-- CONSIGNE --
Reprenez le texte de lecture sur le budget de l'administration Obama et le «Buffett Rule» en le poursuivant à partir de sa dernière phrase.

-- TEXTE DE LECTURE --
Pour ce qui a trait à la Défense, le budget boursouflé du Pentagone qui est – avec les cadeaux fiscaux offerts aux riches – le principal responsable du déficit gouvernemental grandissant, il restera tout aussi enflé. En effet, l’administration Obama propose pour l’année prochaine une réduction de moins de 1% des dépenses centrales du Département de la défense [4].
«Le Buffett Rule» : les proclamations et la réalité
En ce qui concerne les propositions d’Obama visant à taxer les riches, le principal message de relations publiques de l’administration a été son soutien à ce qu’on a appelé le «Buffett Rule» [allusion au super-milliardaire, parmi les 5 premières fortunes mondiales, Warren Buffett ; il est à la tête du fonds d’investissement Berkshire Hathaway]. En effet, ce plan vise à ce que les millionnaires en revenus [et non en fortune] paient un taux d’impôts similaire à celui des ménages à revenu moyen. Le nom provient du multimilliardaire Warren Buffett, célèbre pour avoir fait observer qu’il payait des impôts à un taux beaucoup plus bas que sa secrétaire. Le «Buffett Rule» promu par l’administration Obama est censé obliger les millionnaires à payer au moins 30% de leurs revenus en tax
Mais comme l’a souligné le New York Times [5], si l’on cherche un véritable «Buffett Rule» : «parmi la myriade de modifications fiscales décrites dans la proposition de budget 2013… on ne le trouve pas.»

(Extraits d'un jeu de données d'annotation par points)

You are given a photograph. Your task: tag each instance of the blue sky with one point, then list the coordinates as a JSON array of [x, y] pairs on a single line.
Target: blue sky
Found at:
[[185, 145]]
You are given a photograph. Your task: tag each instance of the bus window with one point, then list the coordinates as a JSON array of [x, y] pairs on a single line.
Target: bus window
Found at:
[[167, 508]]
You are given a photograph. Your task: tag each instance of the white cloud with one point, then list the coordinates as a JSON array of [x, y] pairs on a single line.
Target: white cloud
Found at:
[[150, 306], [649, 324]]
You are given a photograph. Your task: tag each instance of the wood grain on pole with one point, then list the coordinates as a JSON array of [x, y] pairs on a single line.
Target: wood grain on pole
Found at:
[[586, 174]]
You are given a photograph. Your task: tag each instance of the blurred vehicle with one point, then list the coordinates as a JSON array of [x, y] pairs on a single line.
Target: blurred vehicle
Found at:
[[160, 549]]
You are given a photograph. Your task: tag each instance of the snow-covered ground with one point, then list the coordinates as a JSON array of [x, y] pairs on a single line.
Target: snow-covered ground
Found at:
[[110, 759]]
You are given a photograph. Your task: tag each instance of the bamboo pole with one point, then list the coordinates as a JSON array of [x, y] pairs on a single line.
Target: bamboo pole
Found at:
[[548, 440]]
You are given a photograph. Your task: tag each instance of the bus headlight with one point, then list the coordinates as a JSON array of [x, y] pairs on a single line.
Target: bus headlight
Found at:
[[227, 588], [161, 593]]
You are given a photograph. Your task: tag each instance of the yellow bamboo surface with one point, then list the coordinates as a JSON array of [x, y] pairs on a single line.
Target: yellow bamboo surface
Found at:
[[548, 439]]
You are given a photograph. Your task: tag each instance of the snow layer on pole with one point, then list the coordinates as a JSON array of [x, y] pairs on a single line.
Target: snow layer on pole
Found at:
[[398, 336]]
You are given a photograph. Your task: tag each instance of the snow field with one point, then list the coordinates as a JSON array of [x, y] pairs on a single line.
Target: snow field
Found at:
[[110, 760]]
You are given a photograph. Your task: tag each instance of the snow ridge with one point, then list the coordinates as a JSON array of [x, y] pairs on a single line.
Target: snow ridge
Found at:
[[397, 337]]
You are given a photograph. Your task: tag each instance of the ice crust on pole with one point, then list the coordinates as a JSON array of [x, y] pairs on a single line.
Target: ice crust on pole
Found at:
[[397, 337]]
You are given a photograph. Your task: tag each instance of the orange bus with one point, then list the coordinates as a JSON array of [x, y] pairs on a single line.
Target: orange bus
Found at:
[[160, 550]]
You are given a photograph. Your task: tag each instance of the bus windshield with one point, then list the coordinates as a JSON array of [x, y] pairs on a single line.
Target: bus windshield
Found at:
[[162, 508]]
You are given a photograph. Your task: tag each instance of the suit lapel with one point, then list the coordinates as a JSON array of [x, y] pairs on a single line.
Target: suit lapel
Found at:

-- PRODUCTION ATTENDUE --
Le lancement de la proposition de budget et la rafale de discours de Obama au cours desquels il prétendait que sa proposition prévoyait que les riches devraient payer leur part ont été suivis par une clarification par la Maison Blanche: le «Buffett Rule» ne constituerait qu’une directive et non une proposition de modifier le code général des impôts.
D’après des fonctionnaires de l’administration, toute tentative d’appliquer le «Buffett Rule» ferait partie d’une refonte d’ensemble du code fiscal, impliquant d’autres «réformes» fiscales conçues pour obtenir l’appui des firmes. Par exemple, cette semaine l’administration a proposé de réduire le taux d’impôt sur les sociétés à 28% [6] et ce malgré le fait que la contribution globale des entreprises est tombée à un niveau historiquement bas.
En ce qui concerne le contenu réel du budget, le principal élément des propositions d’Obama dans le domaine fiscal consiste dans la suppression des réductions fiscales pour les super-riches de l’époque Bush. Ceci élèverait le taux marginal d’imposition payé par les ménages ayant les revenus les plus hauts de 35% actuellement à 39.6%, ce qui était le taux en vigueur pendant les années de Bill Clinton (1993-2001), époque où, incidemment, l’économie états-unienne a joui de la plus longue période d’expansion de son histoire.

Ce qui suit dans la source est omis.